TESTO PROPOSTO:
Che la Sanità in Italia fosse considerata alla stregua di un qualsiasi altro “business” è chiaro da tempo. Servizio al cittadino significa, però, fornire gli strumenti per aumentare la qualità della vita delle persone, dunque anche la propria salute.
A volte servono farmaci per ottenere di stare bene, ma sempre più spesso accade che non tutti possano permetterseli. Chi può, invece, cerca una soluzione, come nel caso dell’epatite C, le cui cure possono arrivare a cifre spropositate, ovviamente non coperte dal Sistema sanitario nazionale. E capita che qualcuno cerchi una soluzione più economica, ma niente affatto meno efficace. E ora arriva una sentenza che potrebbe regalare qualche sorriso in più ai pazienti e qualche forte mal di pancia alle case farmaceutiche.

CONSEGNA:
Come prosegue l'articolo sulle cure per l'epatite C? Scrivine il seguito a partire dall'ultima frase.

ESTRATTI DEI DATI:
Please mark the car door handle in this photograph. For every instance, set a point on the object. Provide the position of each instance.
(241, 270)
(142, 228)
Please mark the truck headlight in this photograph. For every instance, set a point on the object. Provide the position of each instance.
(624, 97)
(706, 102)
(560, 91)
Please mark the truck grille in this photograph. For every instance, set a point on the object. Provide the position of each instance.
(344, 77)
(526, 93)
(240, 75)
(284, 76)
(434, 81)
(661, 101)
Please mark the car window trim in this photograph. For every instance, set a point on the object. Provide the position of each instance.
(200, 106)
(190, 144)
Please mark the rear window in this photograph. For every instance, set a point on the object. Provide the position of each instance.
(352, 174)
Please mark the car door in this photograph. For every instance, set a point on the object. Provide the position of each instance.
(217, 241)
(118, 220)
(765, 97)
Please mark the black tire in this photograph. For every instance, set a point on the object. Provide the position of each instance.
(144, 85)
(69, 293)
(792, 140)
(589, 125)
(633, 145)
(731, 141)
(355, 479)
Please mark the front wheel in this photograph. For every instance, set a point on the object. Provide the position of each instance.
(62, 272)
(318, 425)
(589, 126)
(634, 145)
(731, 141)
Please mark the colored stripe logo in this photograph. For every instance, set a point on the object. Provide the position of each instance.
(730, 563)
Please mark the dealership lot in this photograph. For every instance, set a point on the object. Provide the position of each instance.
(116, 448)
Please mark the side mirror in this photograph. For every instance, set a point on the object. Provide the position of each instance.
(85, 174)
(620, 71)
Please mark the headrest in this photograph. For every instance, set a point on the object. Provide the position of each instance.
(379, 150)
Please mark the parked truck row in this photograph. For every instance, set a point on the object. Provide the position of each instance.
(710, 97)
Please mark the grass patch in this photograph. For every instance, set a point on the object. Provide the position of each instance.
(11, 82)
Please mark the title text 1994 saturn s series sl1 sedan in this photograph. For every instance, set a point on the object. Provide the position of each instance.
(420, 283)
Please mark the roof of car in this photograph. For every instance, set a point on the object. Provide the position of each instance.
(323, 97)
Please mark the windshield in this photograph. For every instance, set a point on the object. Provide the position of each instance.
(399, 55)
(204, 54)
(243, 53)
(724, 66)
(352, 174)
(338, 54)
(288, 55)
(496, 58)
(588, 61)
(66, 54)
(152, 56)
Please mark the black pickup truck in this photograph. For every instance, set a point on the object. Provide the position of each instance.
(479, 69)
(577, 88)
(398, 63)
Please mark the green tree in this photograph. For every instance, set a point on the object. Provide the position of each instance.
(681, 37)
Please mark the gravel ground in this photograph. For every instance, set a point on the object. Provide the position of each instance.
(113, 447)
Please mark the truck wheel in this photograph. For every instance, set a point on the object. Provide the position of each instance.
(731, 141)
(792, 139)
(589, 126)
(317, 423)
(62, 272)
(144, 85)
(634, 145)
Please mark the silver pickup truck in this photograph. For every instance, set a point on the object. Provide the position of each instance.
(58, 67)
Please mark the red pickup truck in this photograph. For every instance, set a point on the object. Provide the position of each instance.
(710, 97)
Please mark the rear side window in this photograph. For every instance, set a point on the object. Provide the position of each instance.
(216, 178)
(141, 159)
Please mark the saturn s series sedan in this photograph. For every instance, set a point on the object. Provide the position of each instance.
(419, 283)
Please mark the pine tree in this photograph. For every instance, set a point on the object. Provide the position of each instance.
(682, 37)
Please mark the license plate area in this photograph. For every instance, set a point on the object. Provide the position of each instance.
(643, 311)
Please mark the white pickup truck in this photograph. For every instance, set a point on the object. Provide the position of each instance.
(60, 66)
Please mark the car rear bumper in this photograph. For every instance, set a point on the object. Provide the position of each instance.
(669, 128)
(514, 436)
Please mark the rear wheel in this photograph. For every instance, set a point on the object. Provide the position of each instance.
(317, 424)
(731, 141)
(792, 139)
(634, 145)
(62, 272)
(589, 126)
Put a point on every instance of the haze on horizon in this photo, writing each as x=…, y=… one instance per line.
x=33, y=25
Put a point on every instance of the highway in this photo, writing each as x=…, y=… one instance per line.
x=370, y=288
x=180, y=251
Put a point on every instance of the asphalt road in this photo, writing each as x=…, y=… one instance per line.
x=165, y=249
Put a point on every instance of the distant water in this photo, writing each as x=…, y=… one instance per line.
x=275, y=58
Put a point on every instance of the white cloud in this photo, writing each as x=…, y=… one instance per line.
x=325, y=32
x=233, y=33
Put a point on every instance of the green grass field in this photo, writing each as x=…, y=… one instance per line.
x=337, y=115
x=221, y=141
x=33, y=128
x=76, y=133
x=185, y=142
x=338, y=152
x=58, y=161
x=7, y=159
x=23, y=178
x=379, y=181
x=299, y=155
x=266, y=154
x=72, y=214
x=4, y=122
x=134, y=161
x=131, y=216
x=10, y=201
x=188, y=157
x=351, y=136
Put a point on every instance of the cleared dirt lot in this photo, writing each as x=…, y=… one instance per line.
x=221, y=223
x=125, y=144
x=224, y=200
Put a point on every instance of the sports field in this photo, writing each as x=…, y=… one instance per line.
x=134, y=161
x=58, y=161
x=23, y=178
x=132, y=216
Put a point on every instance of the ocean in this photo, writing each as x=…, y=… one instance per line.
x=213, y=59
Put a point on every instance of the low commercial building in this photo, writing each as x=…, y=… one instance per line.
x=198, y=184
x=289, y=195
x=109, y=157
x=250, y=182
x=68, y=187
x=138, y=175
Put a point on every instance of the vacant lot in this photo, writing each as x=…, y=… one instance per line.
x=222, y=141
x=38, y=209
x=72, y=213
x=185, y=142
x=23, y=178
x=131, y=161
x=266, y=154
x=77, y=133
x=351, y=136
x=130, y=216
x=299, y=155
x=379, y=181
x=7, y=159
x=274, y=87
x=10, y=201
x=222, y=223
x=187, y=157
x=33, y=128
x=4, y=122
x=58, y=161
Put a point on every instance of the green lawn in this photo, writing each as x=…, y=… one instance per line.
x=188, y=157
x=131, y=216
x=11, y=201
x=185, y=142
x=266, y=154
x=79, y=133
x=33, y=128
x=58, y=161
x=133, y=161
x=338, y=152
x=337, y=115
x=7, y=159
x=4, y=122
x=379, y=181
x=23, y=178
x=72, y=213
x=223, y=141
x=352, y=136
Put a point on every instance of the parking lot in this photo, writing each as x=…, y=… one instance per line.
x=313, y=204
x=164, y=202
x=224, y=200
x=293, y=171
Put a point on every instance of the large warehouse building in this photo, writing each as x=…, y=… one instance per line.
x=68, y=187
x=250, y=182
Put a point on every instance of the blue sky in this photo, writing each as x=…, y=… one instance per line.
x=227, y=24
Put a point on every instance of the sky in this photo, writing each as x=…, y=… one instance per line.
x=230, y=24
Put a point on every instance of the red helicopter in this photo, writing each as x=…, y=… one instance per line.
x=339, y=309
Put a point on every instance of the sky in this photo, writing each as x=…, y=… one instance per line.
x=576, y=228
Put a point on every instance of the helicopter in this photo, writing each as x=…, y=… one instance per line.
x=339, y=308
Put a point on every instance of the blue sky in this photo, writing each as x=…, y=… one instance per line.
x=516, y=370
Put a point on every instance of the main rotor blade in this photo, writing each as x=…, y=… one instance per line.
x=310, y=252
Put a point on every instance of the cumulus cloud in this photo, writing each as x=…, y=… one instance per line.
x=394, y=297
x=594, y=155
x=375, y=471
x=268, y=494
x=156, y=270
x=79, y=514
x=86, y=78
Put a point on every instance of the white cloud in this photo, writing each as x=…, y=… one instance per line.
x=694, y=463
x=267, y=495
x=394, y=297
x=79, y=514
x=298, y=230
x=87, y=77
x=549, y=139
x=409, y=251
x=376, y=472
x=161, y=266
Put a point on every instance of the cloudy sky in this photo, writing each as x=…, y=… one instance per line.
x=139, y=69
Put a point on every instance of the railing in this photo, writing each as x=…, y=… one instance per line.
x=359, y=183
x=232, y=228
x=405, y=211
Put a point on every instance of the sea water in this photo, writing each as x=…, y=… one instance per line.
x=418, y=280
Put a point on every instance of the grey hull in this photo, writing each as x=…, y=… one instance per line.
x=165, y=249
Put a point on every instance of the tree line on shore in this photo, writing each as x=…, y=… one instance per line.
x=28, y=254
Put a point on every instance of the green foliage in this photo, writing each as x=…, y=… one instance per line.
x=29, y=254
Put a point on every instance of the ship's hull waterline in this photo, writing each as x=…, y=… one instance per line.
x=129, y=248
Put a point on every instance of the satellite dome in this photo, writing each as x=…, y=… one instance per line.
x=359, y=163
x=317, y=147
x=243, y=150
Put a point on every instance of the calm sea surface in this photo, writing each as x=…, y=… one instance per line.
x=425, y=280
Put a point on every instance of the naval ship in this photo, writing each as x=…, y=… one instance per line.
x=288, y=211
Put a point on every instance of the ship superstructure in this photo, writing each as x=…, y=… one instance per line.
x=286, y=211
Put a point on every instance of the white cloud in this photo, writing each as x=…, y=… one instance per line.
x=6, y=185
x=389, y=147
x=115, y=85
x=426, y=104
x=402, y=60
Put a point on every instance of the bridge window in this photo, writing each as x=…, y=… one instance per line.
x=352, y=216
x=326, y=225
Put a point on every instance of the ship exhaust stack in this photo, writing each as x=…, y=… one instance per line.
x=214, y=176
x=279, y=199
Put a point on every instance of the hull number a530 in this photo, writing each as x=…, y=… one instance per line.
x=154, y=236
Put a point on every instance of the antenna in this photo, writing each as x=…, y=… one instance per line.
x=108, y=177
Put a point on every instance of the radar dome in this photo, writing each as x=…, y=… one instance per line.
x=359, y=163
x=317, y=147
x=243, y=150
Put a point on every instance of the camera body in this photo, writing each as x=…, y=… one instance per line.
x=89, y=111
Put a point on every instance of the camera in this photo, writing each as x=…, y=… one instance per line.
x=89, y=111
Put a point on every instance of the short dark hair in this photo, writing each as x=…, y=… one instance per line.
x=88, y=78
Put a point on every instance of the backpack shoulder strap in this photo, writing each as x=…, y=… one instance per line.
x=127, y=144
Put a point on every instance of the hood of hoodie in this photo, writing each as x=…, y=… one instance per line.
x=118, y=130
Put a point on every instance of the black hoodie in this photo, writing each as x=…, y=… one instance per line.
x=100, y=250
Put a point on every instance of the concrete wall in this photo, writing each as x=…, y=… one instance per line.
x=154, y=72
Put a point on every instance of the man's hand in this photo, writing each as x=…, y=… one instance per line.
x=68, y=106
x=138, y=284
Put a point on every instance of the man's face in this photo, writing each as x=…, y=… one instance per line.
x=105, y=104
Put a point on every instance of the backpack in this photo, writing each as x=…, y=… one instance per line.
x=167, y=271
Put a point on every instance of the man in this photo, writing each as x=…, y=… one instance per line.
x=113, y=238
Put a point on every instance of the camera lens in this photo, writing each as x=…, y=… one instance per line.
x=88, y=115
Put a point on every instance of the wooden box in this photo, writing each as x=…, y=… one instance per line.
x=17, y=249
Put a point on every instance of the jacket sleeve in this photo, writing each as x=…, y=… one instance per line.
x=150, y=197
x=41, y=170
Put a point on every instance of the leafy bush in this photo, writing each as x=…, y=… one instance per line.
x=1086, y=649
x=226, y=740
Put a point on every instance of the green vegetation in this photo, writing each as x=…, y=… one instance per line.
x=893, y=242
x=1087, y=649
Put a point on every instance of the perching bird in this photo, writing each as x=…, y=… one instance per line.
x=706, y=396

RISPOSTA ATTESA:
Perché qualche giorno fa la Corte di appello di Roma ha dato ragione a un malato di epatite C che aveva acquistato in India il farmaco generico per curare la malattia a 2.500 dollari e che gli era stato bloccato alla frontiera. Il medicinale, in questo caso comprato online con un bonifico, in Italia costa circa 44 mila euro e il sistema sanitario lo passa solo ai pazienti più gravi. Come riporta Repubblica il medicinale era stato bloccato alla frontiera a Ciampino il 9 giugno scorso ma il 2 settembre una sentenza della corte d’Appello di Roma ha imposto di restituire al paziente il farmaco sequestrato. «L’ospedale non voleva darmi la cura – ha dichiarato il paziente – e avrei dovuto attendere che la malattia peggiorasse». Ora resta da chiarire se e quanto questa sentenza potrà spostare le regole del commercio di farmaci.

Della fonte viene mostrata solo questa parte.